> Texte proposé:
____________

Tout le travail est effectué à l'huile de genou, par une équipe de traqueurs qui suivent les gorilles sur le terrain, de la levée du jour à la tombée de la nuit. Des vrais Tarzan, ceux-là...

À 7 h, aussitôt les gorilles repérés, ils communiquent avec le guide, qui mène d'abord le groupe en voiture jusqu'à un point de départ favorable pour attaquer la montagne. Puis s'amorce la marche sur l'une des nombreuses pistes aménagées par les jungle boys.

Voilà.

Nous, les Charlots en vacances, nous avons eu la chance, ce jour-là, d'avoir une grimpe d'au moins trois heures. Et je dis la « chance » parce que pour certains groupes, les bêtes sont assises si près de la route qu'ils ont à peine besoin de marcher ! Or, pour 500 $US, aller dans la jungle en char, c'est comme un peu... moche. Nous, il nous faudra le gagner, notre moment privilégié avec les gorilles.

Et nous le gagnons.

Après avoir grimpé tout en haut de la montagne, on aperçoit les gorilles... 200 mètres plus bas ! Pour les rejoindre, nous devrons descendre une périlleuse pente inclinée à 75 degrés, en nous accrochant aux lianes...

Couvertes d'épines !

Une opération possible à mains nues, mais plus facile avec des gants.

Dans le cas des chaussures, même s'il vaut mieux porter des bottes fermées, mes sandales - des Teva, conçues pour freiner sur la Lune - ont aisément supporté l'épreuve. Malgré l'incrédulité de mes coéquipiers, qui auraient gagné à se soucier de leur forme physique, plutôt que de s'acheter des déguisements d'alpinistes...

Nous arrivons finalement à la hauteur des gorilles, au milieu d'une gorge fabuleuse, où les nuages et la brume se heurtent en silence dans un décor si spectaculaire, qu'on dirait tiré de Jurassic Park... ou de King Kong ! Le portrait, en plan large, est saisissant.

Pourtant, après 15 minutes d'ébahissement et 200 photos de gorilles, je réalise que, aussi fascinante que puisse sembler la rencontre de deux espèces dont l'ADN ne diffère que de 3 %, je préfère encore aller à la rencontre des miens.

C'est beau, mais c'est plate, les gorilles. La marche en montagne était plus intéressante.

____________

> Données enregistrées:
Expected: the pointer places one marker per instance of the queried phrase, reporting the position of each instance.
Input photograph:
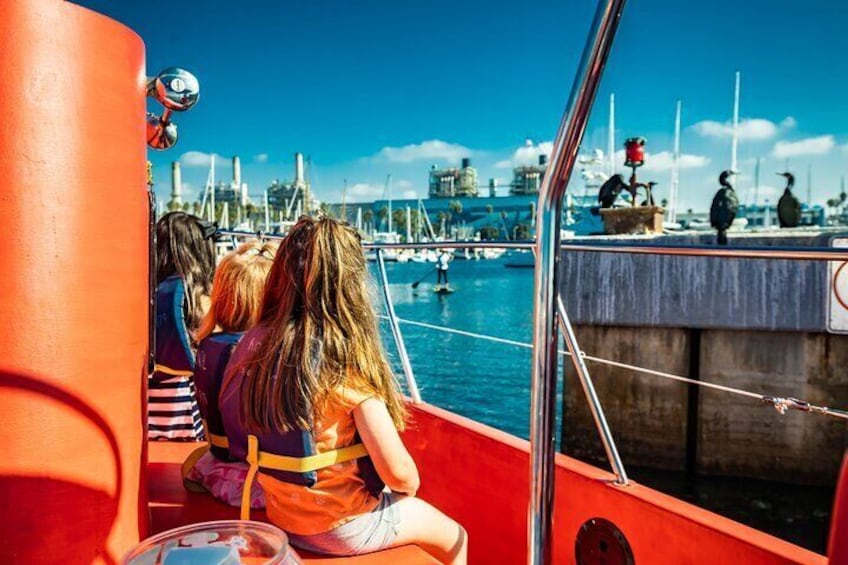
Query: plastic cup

____________

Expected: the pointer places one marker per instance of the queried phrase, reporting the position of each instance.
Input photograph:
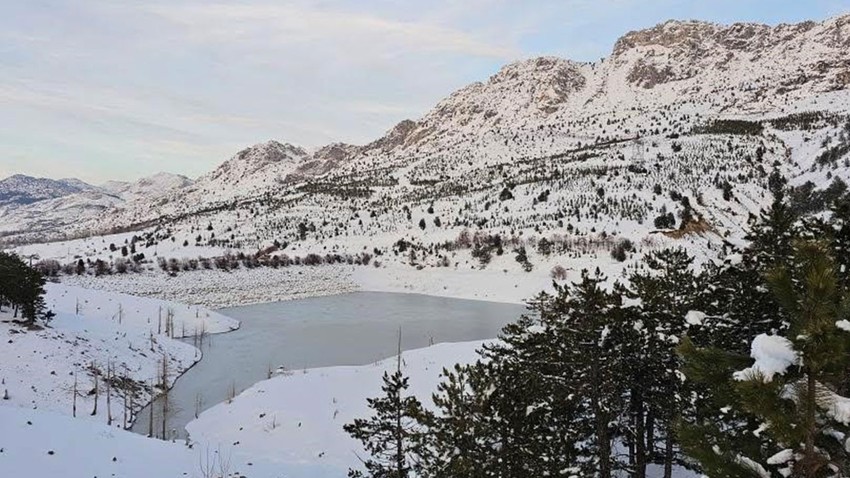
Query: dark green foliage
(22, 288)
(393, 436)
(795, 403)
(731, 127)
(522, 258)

____________

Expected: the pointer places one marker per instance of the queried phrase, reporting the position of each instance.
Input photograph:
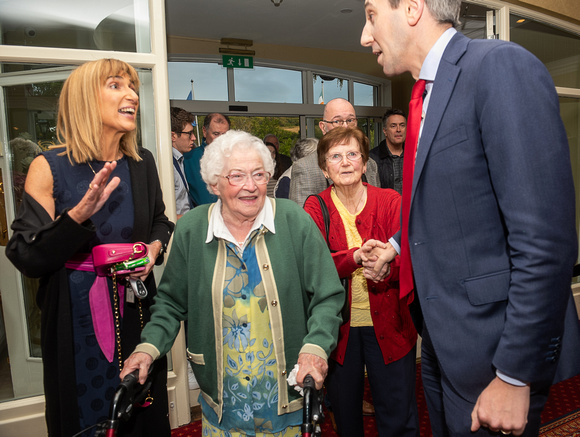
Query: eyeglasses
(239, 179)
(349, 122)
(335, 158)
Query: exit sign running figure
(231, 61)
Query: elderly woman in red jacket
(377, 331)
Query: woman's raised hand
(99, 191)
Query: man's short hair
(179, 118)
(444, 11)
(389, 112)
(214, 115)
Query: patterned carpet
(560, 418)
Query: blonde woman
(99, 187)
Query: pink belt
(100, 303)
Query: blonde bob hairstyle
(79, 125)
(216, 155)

____________

> Travail à faire:
A – Recopiez le passage du texte proposé qui commence par « Et nous le gagnons. » et se poursuit jusqu'à « des déguisements d'alpinistes... ».
B – D'après le texte proposé, à quelle heure les traqueurs communiquent-ils avec le guide ?
C – Traduisez en anglais la phrase suivante du texte proposé : « Le portrait, en plan large, est saisissant. »

> Corrigé de l'exercice:
A –
Et nous le gagnons.

Après avoir grimpé tout en haut de la montagne, on aperçoit les gorilles... 200 mètres plus bas ! Pour les rejoindre, nous devrons descendre une périlleuse pente inclinée à 75 degrés, en nous accrochant aux lianes...

Couvertes d'épines !

Une opération possible à mains nues, mais plus facile avec des gants.

Dans le cas des chaussures, même s'il vaut mieux porter des bottes fermées, mes sandales - des Teva, conçues pour freiner sur la Lune - ont aisément supporté l'épreuve. Malgré l'incrédulité de mes coéquipiers, qui auraient gagné à se soucier de leur forme physique, plutôt que de s'acheter des déguisements d'alpinistes...

B – À 7 h, aussitôt les gorilles repérés.

C – The portrait, in a wide shot, is striking.